The task -> Print all of the data exactly.

Source records ->
##############################

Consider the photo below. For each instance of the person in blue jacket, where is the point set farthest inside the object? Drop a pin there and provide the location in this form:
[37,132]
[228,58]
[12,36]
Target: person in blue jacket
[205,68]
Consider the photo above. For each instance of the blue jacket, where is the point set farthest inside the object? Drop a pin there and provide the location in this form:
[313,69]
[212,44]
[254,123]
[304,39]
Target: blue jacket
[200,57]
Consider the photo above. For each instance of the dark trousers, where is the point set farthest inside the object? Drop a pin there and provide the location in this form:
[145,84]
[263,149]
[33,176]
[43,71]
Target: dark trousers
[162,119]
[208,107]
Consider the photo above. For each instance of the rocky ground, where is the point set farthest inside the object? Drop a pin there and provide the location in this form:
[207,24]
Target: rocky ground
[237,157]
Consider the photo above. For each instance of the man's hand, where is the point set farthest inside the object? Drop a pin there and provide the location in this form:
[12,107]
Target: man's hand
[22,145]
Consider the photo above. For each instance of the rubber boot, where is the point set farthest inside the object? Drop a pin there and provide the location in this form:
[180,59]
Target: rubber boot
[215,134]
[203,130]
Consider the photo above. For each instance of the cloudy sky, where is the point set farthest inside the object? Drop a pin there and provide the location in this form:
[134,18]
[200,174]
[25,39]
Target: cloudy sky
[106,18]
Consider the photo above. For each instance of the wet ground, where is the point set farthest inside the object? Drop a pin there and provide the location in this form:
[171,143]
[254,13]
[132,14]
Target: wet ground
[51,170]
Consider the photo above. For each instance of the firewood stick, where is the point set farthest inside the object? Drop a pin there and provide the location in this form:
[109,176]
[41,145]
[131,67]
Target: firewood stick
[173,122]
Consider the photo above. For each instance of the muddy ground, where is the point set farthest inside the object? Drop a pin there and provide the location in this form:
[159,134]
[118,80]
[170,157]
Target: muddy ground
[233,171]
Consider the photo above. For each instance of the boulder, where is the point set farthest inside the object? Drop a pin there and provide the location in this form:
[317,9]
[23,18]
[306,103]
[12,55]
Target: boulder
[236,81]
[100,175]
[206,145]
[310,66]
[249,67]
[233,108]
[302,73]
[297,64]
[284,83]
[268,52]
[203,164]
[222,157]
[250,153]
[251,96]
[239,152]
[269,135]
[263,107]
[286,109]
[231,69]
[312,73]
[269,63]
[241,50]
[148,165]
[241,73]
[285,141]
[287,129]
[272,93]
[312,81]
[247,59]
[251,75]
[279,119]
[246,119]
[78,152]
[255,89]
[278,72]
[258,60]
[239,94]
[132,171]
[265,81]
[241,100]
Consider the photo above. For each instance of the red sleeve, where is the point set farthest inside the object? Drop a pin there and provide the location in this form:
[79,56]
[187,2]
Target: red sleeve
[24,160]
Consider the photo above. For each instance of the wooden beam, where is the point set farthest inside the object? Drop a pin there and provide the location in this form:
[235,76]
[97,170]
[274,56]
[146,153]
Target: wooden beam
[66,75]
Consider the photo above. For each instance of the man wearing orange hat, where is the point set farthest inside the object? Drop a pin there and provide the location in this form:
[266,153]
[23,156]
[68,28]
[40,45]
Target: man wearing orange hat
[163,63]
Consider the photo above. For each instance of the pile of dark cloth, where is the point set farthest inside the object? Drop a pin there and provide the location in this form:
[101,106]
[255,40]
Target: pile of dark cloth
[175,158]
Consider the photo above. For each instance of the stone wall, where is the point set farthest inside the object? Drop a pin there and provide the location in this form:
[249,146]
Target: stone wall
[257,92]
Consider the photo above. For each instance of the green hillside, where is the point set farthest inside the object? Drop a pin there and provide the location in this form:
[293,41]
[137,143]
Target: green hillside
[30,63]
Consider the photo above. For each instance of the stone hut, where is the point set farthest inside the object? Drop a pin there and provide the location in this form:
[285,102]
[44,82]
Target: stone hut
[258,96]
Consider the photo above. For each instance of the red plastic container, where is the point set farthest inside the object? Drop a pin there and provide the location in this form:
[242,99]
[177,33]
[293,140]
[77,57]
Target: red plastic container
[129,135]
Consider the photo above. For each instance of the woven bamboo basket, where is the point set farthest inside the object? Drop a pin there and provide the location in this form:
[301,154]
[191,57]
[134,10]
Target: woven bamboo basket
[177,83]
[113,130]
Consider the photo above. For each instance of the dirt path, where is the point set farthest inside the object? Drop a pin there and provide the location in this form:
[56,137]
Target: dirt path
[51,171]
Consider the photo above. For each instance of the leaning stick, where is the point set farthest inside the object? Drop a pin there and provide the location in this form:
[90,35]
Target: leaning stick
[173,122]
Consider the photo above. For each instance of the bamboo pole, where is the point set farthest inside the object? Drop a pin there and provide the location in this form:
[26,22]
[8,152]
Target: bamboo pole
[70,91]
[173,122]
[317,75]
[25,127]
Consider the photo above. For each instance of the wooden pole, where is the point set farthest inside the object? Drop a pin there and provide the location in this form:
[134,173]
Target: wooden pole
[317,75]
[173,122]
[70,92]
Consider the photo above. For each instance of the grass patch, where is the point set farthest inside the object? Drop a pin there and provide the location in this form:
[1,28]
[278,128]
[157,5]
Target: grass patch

##############################

Response for this exercise ->
Consider the photo below. For each instance of the person in blue jacket, where is the point set farthest inside the object? Drop a pin there and provide the location in this form:
[37,132]
[228,58]
[12,36]
Target: person in blue jacket
[205,68]
Consider the photo above. For each instance of the blue jacket, where is the point set farthest inside the object? Drop a pin there and provide the location in this form:
[313,69]
[212,44]
[254,123]
[304,39]
Target: blue jacket
[200,57]
Consider the photo above. For each instance of the dark trousers, where is the point set farthest inside the object? Drop a pin there and provide the location in this form:
[145,84]
[263,149]
[33,176]
[43,71]
Target: dark trousers
[162,119]
[208,107]
Consider the photo above. For each instance of the rocky ground, where is the point set farthest inside the object? Drop a pin there and provide the location in this form:
[207,24]
Target: rocky ground
[237,157]
Consider the photo above. For each instance of the man's hand, where is the point set farthest inside the object? Drop a pin there and provide the location in this form:
[12,107]
Target: man's hand
[22,145]
Consider the photo above. For each instance of the rubber boot, where is the point set farthest inside the object? Drop a pin there and provide the location in this form:
[180,59]
Target: rubber boot
[215,134]
[203,130]
Consider the photo above. For each instance of the cloudy sky, where is the point set farthest inside the object? Drop a pin there and provide the location in this form:
[134,18]
[200,174]
[25,39]
Target: cloudy sky
[106,18]
Consider the photo above. For each instance of the wet ground, where is the point set farthest inside the object? Drop a pin there and provide the location in this form:
[171,143]
[254,13]
[132,14]
Target: wet ground
[51,170]
Consider the photo above. For each instance of the firewood stick, where is the point set farthest inside the object? Drop a pin there and provide the location in this form:
[109,176]
[41,145]
[131,67]
Target: firewood stick
[173,122]
Consider the photo above. For each instance of the muddy ground, where is the point set farthest inside the object? Drop a pin there and provide the location in this form:
[159,134]
[118,80]
[170,157]
Target: muddy ground
[233,171]
Consider the photo above. For each instance of the boulder, where is the point set farthest inside the object? Drop a pin there and provide the location in this form:
[317,9]
[23,18]
[306,103]
[12,55]
Target: boulder
[236,81]
[100,175]
[206,145]
[310,66]
[249,67]
[233,108]
[302,73]
[297,64]
[284,83]
[268,52]
[203,164]
[222,157]
[250,153]
[251,96]
[239,152]
[269,135]
[263,107]
[286,109]
[231,69]
[312,73]
[269,63]
[241,50]
[148,165]
[241,73]
[285,141]
[287,129]
[272,93]
[312,81]
[247,59]
[251,75]
[279,119]
[246,119]
[78,152]
[255,89]
[278,72]
[258,60]
[239,94]
[132,171]
[265,81]
[241,100]
Consider the photo above. For each instance of the red sleeve, where is the point set farthest inside the object? Drop a pin there and provide the location in this form:
[79,56]
[187,2]
Target: red sleeve
[24,160]
Consider the photo above. For each instance of the wooden beam, where is the point set farthest inside the object? Drop a pin there and provide the location in this form:
[235,76]
[97,170]
[274,56]
[146,153]
Target: wooden beam
[66,75]
Consider the photo above. For each instance of the man wearing orange hat, where is the point set farthest inside the object? Drop a pin there and provide the location in this form:
[266,153]
[23,156]
[68,28]
[40,45]
Target: man wearing orange hat
[163,63]
Consider the photo above. For each instance of the pile of dark cloth, where is the point set farthest inside the object? Drop a pin there and provide the location in this form:
[101,106]
[255,40]
Target: pile of dark cloth
[175,158]
Consider the photo above. For each instance of the stone wall, where is the point set farthest inside the object? Drop a pin there and provide the location in this form:
[249,146]
Target: stone wall
[257,92]
Consider the photo above. For each instance of the green hillside, where is the point set farthest inside the object? Drop a pin there and provide the location in this form:
[293,41]
[137,143]
Target: green hillside
[30,63]
Consider the photo above. For each instance of the stone hut, where is the point set farthest inside the object? Drop a pin there and provide the location in this form:
[285,102]
[44,82]
Target: stone hut
[258,96]
Consider the photo above. For each instance of the red plastic container, where is the point set farthest inside the object? Drop a pin there and provide the location in this form:
[242,99]
[177,33]
[293,140]
[77,57]
Target: red plastic container
[129,135]
Consider the photo above. For each instance of the woven bamboo basket, where is the point set farthest inside the object? Drop a pin there and provide the location in this form:
[301,154]
[191,57]
[134,10]
Target: woven bamboo basket
[177,83]
[113,130]
Consider the photo above. For each instance of the dirt path, where is the point set farthest inside the object? Drop a pin there and provide the location in this form:
[56,137]
Target: dirt path
[51,171]
Consider the photo above. For each instance of the leaning stick, where is the point set farthest inside the object? Drop a pin there and provide the location in this form:
[90,35]
Target: leaning stick
[173,122]
Consider the photo above. For each instance of the bamboo pole, where is the point set farthest inside the object? Drop a pin there and provide the location in this form:
[26,22]
[8,152]
Target: bamboo pole
[70,91]
[173,122]
[317,75]
[25,127]
Consider the photo above. For each instance of the wooden pole, where is the point set farthest inside the object? Drop a pin there and provide the location in this form:
[134,173]
Target: wooden pole
[317,75]
[173,122]
[70,92]
Consider the photo above. For each instance of the grass patch, where is the point set farthest inside the object? Drop a pin there and provide the location in this form:
[1,28]
[278,128]
[157,5]
Target: grass patch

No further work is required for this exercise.